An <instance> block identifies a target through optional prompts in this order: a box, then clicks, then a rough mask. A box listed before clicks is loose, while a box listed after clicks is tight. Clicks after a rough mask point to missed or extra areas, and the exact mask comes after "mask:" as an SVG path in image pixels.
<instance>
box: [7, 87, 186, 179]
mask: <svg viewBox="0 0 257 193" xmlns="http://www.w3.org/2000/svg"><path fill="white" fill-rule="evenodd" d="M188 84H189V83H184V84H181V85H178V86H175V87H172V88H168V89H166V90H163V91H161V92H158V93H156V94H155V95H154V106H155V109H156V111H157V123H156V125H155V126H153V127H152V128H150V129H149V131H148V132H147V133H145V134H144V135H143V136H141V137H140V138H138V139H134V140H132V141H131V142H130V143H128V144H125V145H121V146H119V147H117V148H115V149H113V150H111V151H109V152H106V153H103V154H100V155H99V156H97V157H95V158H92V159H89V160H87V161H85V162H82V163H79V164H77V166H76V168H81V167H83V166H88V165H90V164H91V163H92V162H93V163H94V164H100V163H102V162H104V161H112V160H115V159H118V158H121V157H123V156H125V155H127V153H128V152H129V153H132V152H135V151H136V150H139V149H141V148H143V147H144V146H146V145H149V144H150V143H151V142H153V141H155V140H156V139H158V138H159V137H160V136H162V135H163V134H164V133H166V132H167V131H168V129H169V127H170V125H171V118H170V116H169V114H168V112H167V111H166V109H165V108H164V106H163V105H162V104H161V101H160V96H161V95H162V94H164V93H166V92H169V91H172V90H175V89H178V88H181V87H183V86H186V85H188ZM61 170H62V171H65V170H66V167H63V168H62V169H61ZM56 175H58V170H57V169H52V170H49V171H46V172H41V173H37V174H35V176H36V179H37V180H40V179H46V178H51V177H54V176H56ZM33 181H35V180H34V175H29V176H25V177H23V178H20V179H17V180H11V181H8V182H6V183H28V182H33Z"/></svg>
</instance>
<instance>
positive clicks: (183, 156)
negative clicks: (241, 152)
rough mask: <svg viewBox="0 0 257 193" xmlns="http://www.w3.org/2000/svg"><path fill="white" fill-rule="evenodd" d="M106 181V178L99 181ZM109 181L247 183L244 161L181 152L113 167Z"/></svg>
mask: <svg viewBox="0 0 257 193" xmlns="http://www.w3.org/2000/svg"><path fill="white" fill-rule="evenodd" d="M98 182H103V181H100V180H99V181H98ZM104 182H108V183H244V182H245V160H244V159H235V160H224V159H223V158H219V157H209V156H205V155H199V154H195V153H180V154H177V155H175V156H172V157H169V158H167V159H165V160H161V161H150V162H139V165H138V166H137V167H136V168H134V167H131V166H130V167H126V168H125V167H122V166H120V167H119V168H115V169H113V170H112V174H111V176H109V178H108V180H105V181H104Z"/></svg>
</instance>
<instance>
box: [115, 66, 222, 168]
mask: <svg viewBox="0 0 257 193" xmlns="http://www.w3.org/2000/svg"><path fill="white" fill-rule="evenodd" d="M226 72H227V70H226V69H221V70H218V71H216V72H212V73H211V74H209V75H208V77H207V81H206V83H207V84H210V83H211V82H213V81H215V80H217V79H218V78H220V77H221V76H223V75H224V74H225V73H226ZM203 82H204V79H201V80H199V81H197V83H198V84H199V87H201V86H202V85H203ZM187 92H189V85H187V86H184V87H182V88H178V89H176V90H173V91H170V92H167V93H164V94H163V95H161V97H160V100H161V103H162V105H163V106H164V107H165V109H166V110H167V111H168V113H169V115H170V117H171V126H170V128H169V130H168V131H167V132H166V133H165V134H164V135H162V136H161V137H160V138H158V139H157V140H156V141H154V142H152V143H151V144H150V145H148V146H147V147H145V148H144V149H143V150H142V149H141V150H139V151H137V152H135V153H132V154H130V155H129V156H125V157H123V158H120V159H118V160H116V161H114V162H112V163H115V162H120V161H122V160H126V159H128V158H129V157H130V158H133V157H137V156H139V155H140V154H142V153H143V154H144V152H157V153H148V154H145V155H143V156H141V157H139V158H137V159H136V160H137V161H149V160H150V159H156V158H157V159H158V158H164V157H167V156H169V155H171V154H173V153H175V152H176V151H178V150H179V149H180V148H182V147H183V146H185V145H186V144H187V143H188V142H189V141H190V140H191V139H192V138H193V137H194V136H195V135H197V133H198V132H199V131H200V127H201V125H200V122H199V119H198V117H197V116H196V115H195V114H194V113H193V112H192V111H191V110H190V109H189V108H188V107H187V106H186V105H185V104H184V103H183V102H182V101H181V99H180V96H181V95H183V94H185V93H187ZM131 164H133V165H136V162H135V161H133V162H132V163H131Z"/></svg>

=-=-=-=-=

Copy all of the records above verbatim, from the first line through the last.

An <instance> block identifies a target through optional prompts in this order: a box, then clicks, then a rough mask. A box listed before clicks is loose, while a box listed after clicks is tight. Clicks after a rough mask point to missed or extra areas, and the exact mask comes after "mask:" as an SVG path in image pixels.
<instance>
box: [7, 87, 186, 179]
mask: <svg viewBox="0 0 257 193" xmlns="http://www.w3.org/2000/svg"><path fill="white" fill-rule="evenodd" d="M188 84H189V83H184V84H181V85H178V86H175V87H172V88H168V89H166V90H163V91H161V92H158V93H156V94H155V95H154V106H155V109H156V111H157V123H156V125H155V126H153V127H152V128H150V129H149V131H148V132H147V133H145V134H144V135H143V136H141V137H140V138H138V139H134V140H132V141H131V142H130V143H128V144H125V145H121V146H119V147H117V148H115V149H113V150H111V151H109V152H106V153H103V154H100V155H99V156H97V157H95V158H92V159H89V160H87V161H85V162H82V163H79V164H77V166H76V168H81V167H83V166H88V165H90V164H91V163H92V162H93V163H94V164H100V163H102V162H104V161H112V160H115V159H118V158H121V157H123V156H125V155H127V153H128V152H129V153H132V152H135V151H136V150H139V149H141V148H143V147H144V146H146V145H149V144H150V143H151V142H153V141H155V140H156V139H158V138H159V137H160V136H162V135H163V134H164V133H166V132H167V131H168V129H169V127H170V125H171V118H170V116H169V114H168V112H167V111H166V109H165V108H164V106H163V105H162V104H161V101H160V96H161V95H162V94H164V93H166V92H169V91H172V90H175V89H178V88H181V87H183V86H186V85H188ZM61 170H62V171H65V170H66V167H63V168H62V169H61ZM56 175H58V170H57V169H52V170H49V171H46V172H41V173H37V174H35V176H36V179H37V180H40V179H46V178H51V177H54V176H56ZM33 181H35V180H34V175H29V176H25V177H23V178H20V179H17V180H11V181H8V182H6V183H28V182H33Z"/></svg>
</instance>
<instance>
positive clicks: (183, 156)
negative clicks: (241, 152)
rough mask: <svg viewBox="0 0 257 193" xmlns="http://www.w3.org/2000/svg"><path fill="white" fill-rule="evenodd" d="M106 181V178L99 181ZM109 181L247 183L244 161L181 152L113 167Z"/></svg>
mask: <svg viewBox="0 0 257 193" xmlns="http://www.w3.org/2000/svg"><path fill="white" fill-rule="evenodd" d="M98 182H103V181H100V180H99V181H98ZM104 182H108V183H244V182H245V160H244V159H235V160H224V159H223V158H219V157H209V156H205V155H199V154H195V153H180V154H177V155H175V156H172V157H169V158H167V159H165V160H161V161H150V162H139V165H138V166H137V167H136V168H134V167H131V166H130V167H126V168H125V167H122V166H120V167H119V168H115V169H113V170H112V174H111V176H109V178H108V180H105V181H104Z"/></svg>
</instance>
<instance>
box: [115, 66, 222, 168]
mask: <svg viewBox="0 0 257 193" xmlns="http://www.w3.org/2000/svg"><path fill="white" fill-rule="evenodd" d="M226 72H227V70H226V69H221V70H218V71H216V72H212V73H211V74H209V75H208V77H207V81H206V83H207V84H210V83H211V82H213V81H215V80H217V79H218V78H220V77H221V76H223V75H224V74H225V73H226ZM203 82H204V79H201V80H199V81H197V83H198V84H199V87H201V86H202V85H203ZM187 92H189V85H187V86H184V87H182V88H178V89H176V90H173V91H170V92H167V93H164V94H163V95H161V97H160V100H161V103H162V105H163V106H164V107H165V109H166V110H167V111H168V113H169V115H170V117H171V126H170V128H169V130H168V131H167V132H166V133H165V134H164V135H162V136H161V137H160V138H158V139H157V140H156V141H154V142H152V143H151V144H150V145H148V146H147V147H145V148H144V149H143V150H142V149H141V150H139V151H137V152H135V153H132V154H130V155H129V156H125V157H123V158H120V159H118V160H116V161H114V162H112V163H115V162H120V161H122V160H126V159H128V158H129V157H130V158H133V157H137V156H139V155H140V154H142V153H143V154H144V152H157V153H148V154H145V155H143V156H141V157H139V158H137V159H136V160H137V161H149V160H150V159H156V158H157V159H158V158H164V157H167V156H169V155H171V154H173V153H175V152H176V151H178V150H179V149H180V148H182V147H183V146H185V145H186V144H187V143H188V142H189V141H190V140H191V139H192V138H193V137H194V136H195V135H197V133H198V132H199V131H200V127H201V125H200V122H199V119H198V117H197V116H196V115H195V114H194V113H193V112H192V111H191V110H190V109H189V108H188V107H187V106H186V105H185V104H184V103H183V102H182V101H181V99H180V96H181V95H183V94H185V93H187ZM131 164H133V165H136V162H135V161H133V162H132V163H131Z"/></svg>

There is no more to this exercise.